* [Try it]:
Give back the full listing exactly, setting the pictures aside.

* [Material for this exercise]:
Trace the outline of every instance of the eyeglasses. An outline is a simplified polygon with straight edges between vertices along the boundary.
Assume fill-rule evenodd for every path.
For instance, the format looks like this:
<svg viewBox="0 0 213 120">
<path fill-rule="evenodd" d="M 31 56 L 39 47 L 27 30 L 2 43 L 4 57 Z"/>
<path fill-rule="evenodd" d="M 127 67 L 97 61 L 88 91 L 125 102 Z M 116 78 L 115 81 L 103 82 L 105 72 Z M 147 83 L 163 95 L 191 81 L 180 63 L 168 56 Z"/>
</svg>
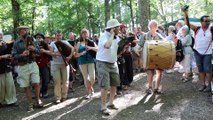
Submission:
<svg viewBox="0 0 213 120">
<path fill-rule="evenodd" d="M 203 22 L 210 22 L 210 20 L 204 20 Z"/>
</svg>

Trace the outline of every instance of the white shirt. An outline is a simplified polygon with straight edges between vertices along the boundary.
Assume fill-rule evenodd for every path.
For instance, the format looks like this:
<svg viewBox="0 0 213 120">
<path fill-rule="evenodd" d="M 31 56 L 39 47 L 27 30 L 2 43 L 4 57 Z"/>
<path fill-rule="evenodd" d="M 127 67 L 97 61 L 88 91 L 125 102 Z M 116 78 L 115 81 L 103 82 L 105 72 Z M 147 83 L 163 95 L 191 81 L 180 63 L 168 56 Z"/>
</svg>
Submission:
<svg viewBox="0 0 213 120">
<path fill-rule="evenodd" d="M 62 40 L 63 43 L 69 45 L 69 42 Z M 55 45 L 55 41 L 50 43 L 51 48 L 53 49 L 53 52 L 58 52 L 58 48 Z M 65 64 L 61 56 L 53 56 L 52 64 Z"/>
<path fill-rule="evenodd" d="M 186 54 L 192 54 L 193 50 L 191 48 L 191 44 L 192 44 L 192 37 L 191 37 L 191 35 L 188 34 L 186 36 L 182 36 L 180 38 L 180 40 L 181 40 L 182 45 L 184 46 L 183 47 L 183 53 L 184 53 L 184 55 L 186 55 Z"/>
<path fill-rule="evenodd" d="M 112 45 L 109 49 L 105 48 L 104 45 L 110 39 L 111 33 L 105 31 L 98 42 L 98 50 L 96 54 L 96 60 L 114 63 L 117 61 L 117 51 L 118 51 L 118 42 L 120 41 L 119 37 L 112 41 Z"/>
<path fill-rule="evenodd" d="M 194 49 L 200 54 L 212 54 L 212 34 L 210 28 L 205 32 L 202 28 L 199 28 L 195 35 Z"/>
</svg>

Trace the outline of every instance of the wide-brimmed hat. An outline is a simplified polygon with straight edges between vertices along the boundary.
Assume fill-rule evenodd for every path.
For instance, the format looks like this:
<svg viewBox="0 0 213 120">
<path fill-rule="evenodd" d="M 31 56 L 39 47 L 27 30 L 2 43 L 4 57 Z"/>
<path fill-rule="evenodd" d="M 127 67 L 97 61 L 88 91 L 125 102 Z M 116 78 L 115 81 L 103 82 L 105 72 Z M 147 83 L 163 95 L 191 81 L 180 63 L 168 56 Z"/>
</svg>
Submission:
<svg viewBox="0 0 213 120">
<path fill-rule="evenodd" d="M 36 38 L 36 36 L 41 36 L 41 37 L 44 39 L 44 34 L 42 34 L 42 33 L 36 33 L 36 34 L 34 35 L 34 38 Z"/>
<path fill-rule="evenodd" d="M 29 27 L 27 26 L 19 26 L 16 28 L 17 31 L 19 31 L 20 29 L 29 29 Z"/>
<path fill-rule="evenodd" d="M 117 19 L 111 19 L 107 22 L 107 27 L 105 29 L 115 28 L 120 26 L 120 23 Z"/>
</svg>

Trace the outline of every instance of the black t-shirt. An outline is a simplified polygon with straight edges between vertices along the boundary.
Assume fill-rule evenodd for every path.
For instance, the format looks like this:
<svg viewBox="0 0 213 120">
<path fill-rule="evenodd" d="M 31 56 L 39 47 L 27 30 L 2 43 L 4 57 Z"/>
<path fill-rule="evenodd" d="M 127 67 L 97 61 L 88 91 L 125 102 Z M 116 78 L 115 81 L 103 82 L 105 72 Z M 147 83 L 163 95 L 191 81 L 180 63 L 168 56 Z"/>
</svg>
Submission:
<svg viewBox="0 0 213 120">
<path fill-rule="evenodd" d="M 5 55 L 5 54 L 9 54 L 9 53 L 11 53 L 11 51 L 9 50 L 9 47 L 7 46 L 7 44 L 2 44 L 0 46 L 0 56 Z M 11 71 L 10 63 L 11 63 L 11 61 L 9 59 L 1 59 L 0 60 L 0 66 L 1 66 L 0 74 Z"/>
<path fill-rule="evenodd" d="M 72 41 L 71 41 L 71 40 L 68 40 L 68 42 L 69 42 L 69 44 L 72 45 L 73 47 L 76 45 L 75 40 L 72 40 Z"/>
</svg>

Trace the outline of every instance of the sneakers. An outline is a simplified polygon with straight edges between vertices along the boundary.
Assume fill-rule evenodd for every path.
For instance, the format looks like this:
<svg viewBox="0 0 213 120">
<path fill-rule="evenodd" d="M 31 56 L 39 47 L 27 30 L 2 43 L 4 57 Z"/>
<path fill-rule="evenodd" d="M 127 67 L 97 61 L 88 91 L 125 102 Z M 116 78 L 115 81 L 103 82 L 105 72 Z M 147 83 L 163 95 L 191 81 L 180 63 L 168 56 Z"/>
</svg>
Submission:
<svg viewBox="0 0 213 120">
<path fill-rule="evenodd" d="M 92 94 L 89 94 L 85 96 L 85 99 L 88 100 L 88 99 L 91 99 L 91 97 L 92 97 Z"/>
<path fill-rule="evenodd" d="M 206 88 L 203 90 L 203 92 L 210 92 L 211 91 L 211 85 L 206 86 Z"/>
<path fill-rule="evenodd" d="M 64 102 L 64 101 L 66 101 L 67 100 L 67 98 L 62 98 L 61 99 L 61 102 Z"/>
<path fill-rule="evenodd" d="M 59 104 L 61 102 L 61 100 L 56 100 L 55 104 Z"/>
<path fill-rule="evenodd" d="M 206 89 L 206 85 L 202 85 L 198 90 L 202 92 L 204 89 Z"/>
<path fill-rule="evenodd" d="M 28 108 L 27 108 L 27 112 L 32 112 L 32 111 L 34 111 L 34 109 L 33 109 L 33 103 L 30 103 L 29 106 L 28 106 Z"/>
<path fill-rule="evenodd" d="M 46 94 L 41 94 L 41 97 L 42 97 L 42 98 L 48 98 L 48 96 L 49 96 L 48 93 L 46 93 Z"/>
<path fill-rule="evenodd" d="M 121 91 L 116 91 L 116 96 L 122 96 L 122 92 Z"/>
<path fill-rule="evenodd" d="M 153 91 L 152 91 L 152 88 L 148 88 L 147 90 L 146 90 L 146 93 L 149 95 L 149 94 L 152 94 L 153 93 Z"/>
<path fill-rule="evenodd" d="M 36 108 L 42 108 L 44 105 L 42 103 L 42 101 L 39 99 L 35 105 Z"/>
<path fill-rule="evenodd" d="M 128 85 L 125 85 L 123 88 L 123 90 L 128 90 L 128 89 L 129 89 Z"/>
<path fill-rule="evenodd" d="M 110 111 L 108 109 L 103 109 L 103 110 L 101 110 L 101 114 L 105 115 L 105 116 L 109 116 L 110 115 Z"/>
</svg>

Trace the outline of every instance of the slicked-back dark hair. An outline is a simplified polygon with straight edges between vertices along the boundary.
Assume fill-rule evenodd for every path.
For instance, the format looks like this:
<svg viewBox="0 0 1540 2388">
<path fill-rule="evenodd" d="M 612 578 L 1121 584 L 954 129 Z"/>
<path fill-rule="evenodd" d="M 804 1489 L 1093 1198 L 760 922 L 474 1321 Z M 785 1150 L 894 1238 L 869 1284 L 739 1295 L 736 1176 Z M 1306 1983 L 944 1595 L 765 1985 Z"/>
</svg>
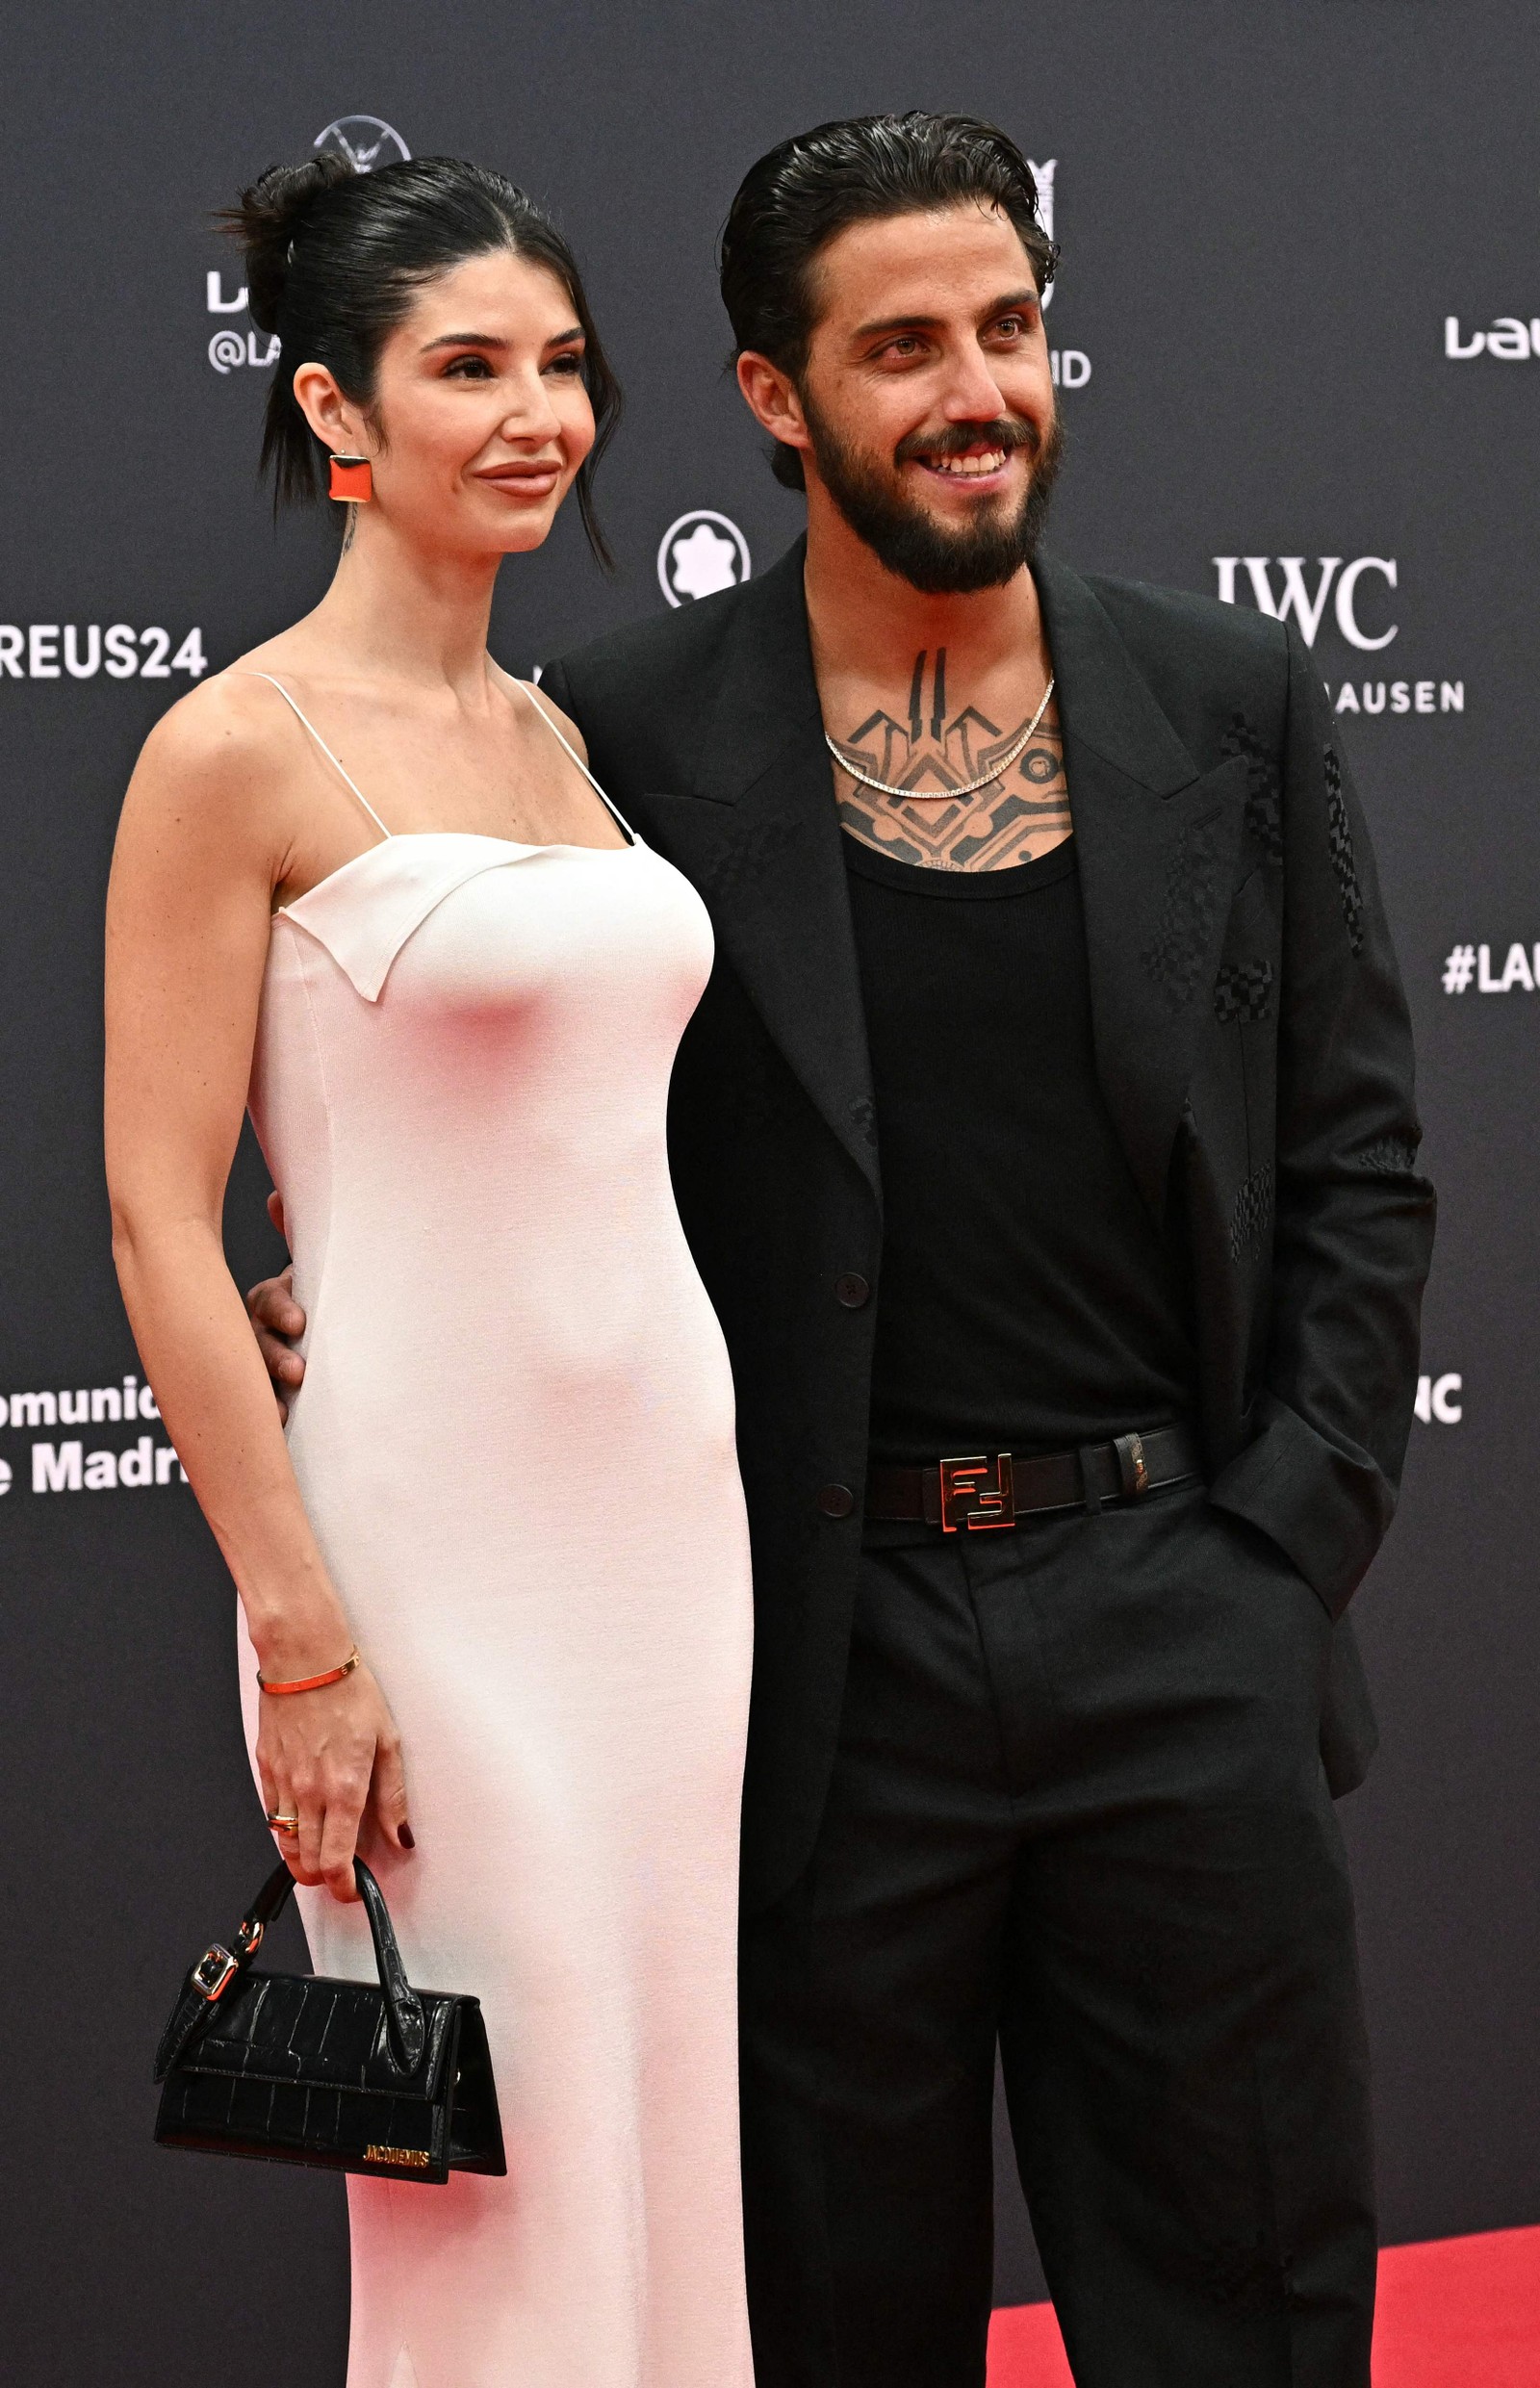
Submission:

* [Response area]:
Trace the outline of every instance of the eyeglasses. An outline is a simplified polygon with straight edges between vertices along the boundary.
Assume fill-rule evenodd for every path.
For instance, the format looks like this:
<svg viewBox="0 0 213 120">
<path fill-rule="evenodd" d="M 31 56 L 39 47 L 27 30 L 2 43 L 4 57 Z"/>
<path fill-rule="evenodd" d="M 127 67 L 97 61 L 88 91 L 125 102 Z M 116 78 L 115 81 L 103 82 L 105 72 Z M 147 83 L 163 95 L 191 81 L 180 63 L 168 56 Z"/>
</svg>
Submission:
<svg viewBox="0 0 213 120">
<path fill-rule="evenodd" d="M 203 22 L 210 22 L 210 20 L 204 20 Z"/>
</svg>

Trace the outline of every instance of the white shirt. An outline is a simplified polygon with straight edges between vertices along the boundary.
Assume fill-rule evenodd for every path.
For instance, the format looks like this:
<svg viewBox="0 0 213 120">
<path fill-rule="evenodd" d="M 31 56 L 39 47 L 27 30 L 2 43 L 4 57 Z"/>
<path fill-rule="evenodd" d="M 127 67 L 97 61 L 88 91 L 125 102 Z M 116 78 L 115 81 L 103 82 L 105 72 Z M 147 83 L 163 95 L 191 81 L 180 63 L 168 56 Z"/>
</svg>
Submission:
<svg viewBox="0 0 213 120">
<path fill-rule="evenodd" d="M 62 40 L 63 43 L 69 45 L 69 42 Z M 55 45 L 55 41 L 50 43 L 51 48 L 53 49 L 53 52 L 58 52 L 58 48 Z M 65 64 L 61 56 L 53 56 L 52 64 Z"/>
<path fill-rule="evenodd" d="M 186 54 L 192 54 L 193 50 L 191 48 L 191 44 L 192 44 L 192 37 L 191 37 L 191 35 L 188 34 L 186 36 L 182 36 L 180 38 L 180 40 L 181 40 L 182 45 L 184 46 L 183 47 L 183 53 L 184 53 L 184 55 L 186 55 Z"/>
<path fill-rule="evenodd" d="M 112 45 L 109 49 L 105 48 L 104 45 L 110 39 L 111 33 L 105 31 L 98 42 L 98 50 L 96 54 L 96 60 L 114 63 L 117 61 L 117 51 L 118 51 L 118 42 L 120 41 L 119 37 L 112 41 Z"/>
<path fill-rule="evenodd" d="M 194 49 L 200 54 L 212 54 L 212 34 L 210 28 L 205 32 L 202 28 L 199 28 L 195 35 Z"/>
</svg>

Trace the outline of every instance of the wide-brimmed hat. An outline is a simplified polygon with straight edges between vertices along the boundary.
Assume fill-rule evenodd for every path.
For instance, the format looks like this:
<svg viewBox="0 0 213 120">
<path fill-rule="evenodd" d="M 31 56 L 39 47 L 27 30 L 2 43 L 4 57 Z"/>
<path fill-rule="evenodd" d="M 127 67 L 97 61 L 88 91 L 125 102 Z M 116 78 L 115 81 L 103 82 L 105 72 Z M 147 83 L 163 95 L 191 81 L 180 63 L 168 56 Z"/>
</svg>
Submission:
<svg viewBox="0 0 213 120">
<path fill-rule="evenodd" d="M 36 38 L 36 36 L 41 36 L 41 37 L 44 39 L 44 34 L 42 34 L 42 33 L 36 33 L 36 34 L 34 35 L 34 38 Z"/>
<path fill-rule="evenodd" d="M 29 27 L 27 26 L 19 26 L 16 28 L 17 31 L 19 31 L 20 29 L 29 29 Z"/>
<path fill-rule="evenodd" d="M 117 19 L 111 19 L 107 22 L 107 27 L 105 29 L 115 28 L 120 26 L 120 23 Z"/>
</svg>

Trace the outline of every instance of the black t-shirt. An outline is a simplified polygon with straight edges between vertices along the boundary.
Assume fill-rule evenodd for every path.
For instance, the format looks like this:
<svg viewBox="0 0 213 120">
<path fill-rule="evenodd" d="M 31 56 L 39 47 L 27 30 L 2 43 L 4 57 Z"/>
<path fill-rule="evenodd" d="M 127 67 L 97 61 L 88 91 L 125 102 Z M 116 78 L 115 81 L 103 82 L 105 72 Z M 147 83 L 163 95 L 191 81 L 180 63 L 168 56 Z"/>
</svg>
Submission:
<svg viewBox="0 0 213 120">
<path fill-rule="evenodd" d="M 5 55 L 5 54 L 9 54 L 9 53 L 11 53 L 11 51 L 9 50 L 9 47 L 7 46 L 7 44 L 2 44 L 0 46 L 0 56 Z M 11 71 L 10 63 L 11 63 L 11 61 L 9 59 L 1 59 L 0 60 L 0 66 L 1 66 L 0 74 Z"/>
<path fill-rule="evenodd" d="M 72 41 L 71 41 L 71 40 L 68 40 L 68 42 L 69 42 L 69 44 L 72 45 L 73 47 L 76 45 L 75 40 L 72 40 Z"/>
</svg>

Trace the outline of every instance of the sneakers. An outline is a simplified polygon with straight edges between vertices along the boundary.
Assume fill-rule evenodd for every path.
For instance, the format looks like this:
<svg viewBox="0 0 213 120">
<path fill-rule="evenodd" d="M 31 56 L 39 47 L 27 30 L 2 43 L 4 57 Z"/>
<path fill-rule="evenodd" d="M 127 67 L 97 61 L 88 91 L 125 102 Z M 116 78 L 115 81 L 103 82 L 105 72 Z M 147 83 L 163 95 L 191 81 L 180 63 L 168 56 Z"/>
</svg>
Submission:
<svg viewBox="0 0 213 120">
<path fill-rule="evenodd" d="M 92 94 L 89 94 L 85 96 L 85 99 L 88 100 L 88 99 L 91 99 L 91 97 L 92 97 Z"/>
<path fill-rule="evenodd" d="M 206 88 L 203 90 L 203 92 L 210 92 L 211 91 L 211 85 L 206 86 Z"/>
<path fill-rule="evenodd" d="M 64 102 L 64 101 L 66 101 L 67 100 L 67 98 L 62 98 L 61 99 L 61 102 Z"/>
<path fill-rule="evenodd" d="M 59 104 L 61 102 L 61 100 L 56 100 L 55 104 Z"/>
<path fill-rule="evenodd" d="M 206 89 L 206 85 L 202 85 L 198 90 L 202 92 L 204 89 Z"/>
<path fill-rule="evenodd" d="M 28 108 L 27 108 L 27 112 L 32 112 L 32 111 L 34 111 L 34 109 L 33 109 L 33 103 L 30 103 L 29 106 L 28 106 Z"/>
<path fill-rule="evenodd" d="M 46 94 L 41 94 L 41 97 L 42 97 L 42 98 L 48 98 L 48 96 L 49 96 L 48 93 L 46 93 Z"/>
<path fill-rule="evenodd" d="M 121 91 L 116 91 L 116 96 L 122 96 L 122 92 Z"/>
<path fill-rule="evenodd" d="M 153 91 L 152 91 L 152 88 L 148 88 L 147 90 L 146 90 L 146 93 L 149 95 L 149 94 L 152 94 L 153 93 Z"/>
<path fill-rule="evenodd" d="M 36 108 L 42 108 L 44 105 L 42 103 L 42 101 L 39 99 L 35 105 Z"/>
<path fill-rule="evenodd" d="M 128 85 L 125 85 L 123 88 L 123 90 L 128 90 L 128 89 L 129 89 Z"/>
<path fill-rule="evenodd" d="M 110 111 L 108 109 L 103 109 L 103 110 L 101 110 L 101 114 L 105 115 L 105 116 L 109 116 L 110 115 Z"/>
</svg>

Trace the outline of every instance of the slicked-back dark hair. An outline is a simplified polygon with straight edges between vertices along the boundary.
Assume fill-rule evenodd for every path.
For instance, the format looks like this:
<svg viewBox="0 0 1540 2388">
<path fill-rule="evenodd" d="M 612 578 L 1121 584 L 954 129 Z"/>
<path fill-rule="evenodd" d="M 804 1489 L 1093 1198 L 760 922 L 474 1321 Z M 785 1150 L 894 1238 L 869 1284 L 739 1295 L 736 1176 Z M 1306 1983 L 944 1595 L 765 1985 Z"/>
</svg>
Submission:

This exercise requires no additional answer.